> _CONSIGNE A_: Renvoyez chaque ligne du listing qui contient la chaîne « Target », en tenant compte de la casse.

> _EXTRAIT_:
━━━━━━━━━━━━━━━━━━━━━━━━━━━━━━

La nuit remue
Mise en contexte
Nous lisons ici le début de la méditation de Thérèse adressée à Jésus et datée du 8 septembre 1896, au jour du 6ème anniversaire de sa profession religieuse. Elle y raconte un songe fait il y a 4 mois et qui est une trouée de lumière dans l'obscurité éprouvée par son âme depuis le jour de Pâques 1896.
Thérèse m'écrit
« O Jésus, mon Bien-Aimé ! qui pourra dire avec quelle tendresse, quelle douceur, vous conduisez ma petite âme ! comment il vous plaît de faire luire le rayon de votre grâce au milieu même du plus sombre orage !... Jésus, l'orage grondait bien fort dans mon âme depuis la belle fête de votre triomphe, la radieuse fête de Pâques, lorsqu'un samedi du moi de mai, pensant aux songes mystérieux qui sont parfois accordés à certaines âmes, je me disais que ce devait être une bien douce consolation, cependant je ne la demandais pas. Le soir, considérant les nuages qui couvraient son ciel, ma petite âme se disait encore que les beaux rêves n'étaient pas pour elle, et sous l'orage elle s'endormit... Le lendemain était le 10 mai, le deuxième dimanche du mois de Marie, peut-être l'anniversaire du jour où la Sainte Vierge daigna sourire à sa petite fleur...

━━━━━━━━━━━━━━━━━━━━━━━━━━━━━━

(Relevés d'annotation par points)
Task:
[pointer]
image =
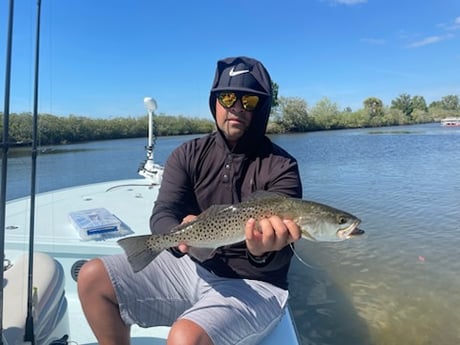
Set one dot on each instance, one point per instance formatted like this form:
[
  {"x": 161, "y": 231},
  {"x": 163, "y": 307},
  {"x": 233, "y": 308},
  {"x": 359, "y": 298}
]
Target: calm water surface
[{"x": 399, "y": 284}]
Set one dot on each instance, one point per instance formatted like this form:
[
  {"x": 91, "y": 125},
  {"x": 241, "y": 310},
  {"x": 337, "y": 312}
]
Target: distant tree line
[
  {"x": 289, "y": 114},
  {"x": 293, "y": 114}
]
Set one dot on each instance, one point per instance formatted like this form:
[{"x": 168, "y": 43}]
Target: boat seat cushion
[{"x": 50, "y": 303}]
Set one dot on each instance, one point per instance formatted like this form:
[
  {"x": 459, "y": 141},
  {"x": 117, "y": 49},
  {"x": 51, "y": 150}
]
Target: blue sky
[{"x": 100, "y": 58}]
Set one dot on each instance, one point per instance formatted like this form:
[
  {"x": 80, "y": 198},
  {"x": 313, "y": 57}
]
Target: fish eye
[{"x": 342, "y": 220}]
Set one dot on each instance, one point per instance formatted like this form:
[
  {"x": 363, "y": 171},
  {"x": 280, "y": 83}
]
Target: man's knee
[
  {"x": 186, "y": 332},
  {"x": 93, "y": 277}
]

━━━━━━━━━━━━━━━━━━━━━━━━━━━━━━

> _CONSIGNE B_: Pour chacune des affirmations suivantes, indiquez par oui ou par non si elle concorde avec l'extrait, en citant les mots qui en décident : (i) la méditation est datée du 8 septembre 1896 ; (ii) Thérèse demandait la consolation des songes mystérieux ; (iii) le lendemain de ce samedi était le 10 mai.

> _SOLUTION RÉDIGÉE A_:
Target: calm water surface
Target: distant tree line
Target: boat seat cushion
Target: blue sky
Target: fish eye
Target: man's knee

> _SOLUTION RÉDIGÉE B_:
(i) Oui : « datée du 8 septembre 1896 ».
(ii) Non : « cependant je ne la demandais pas ».
(iii) Oui : « Le lendemain était le 10 mai ».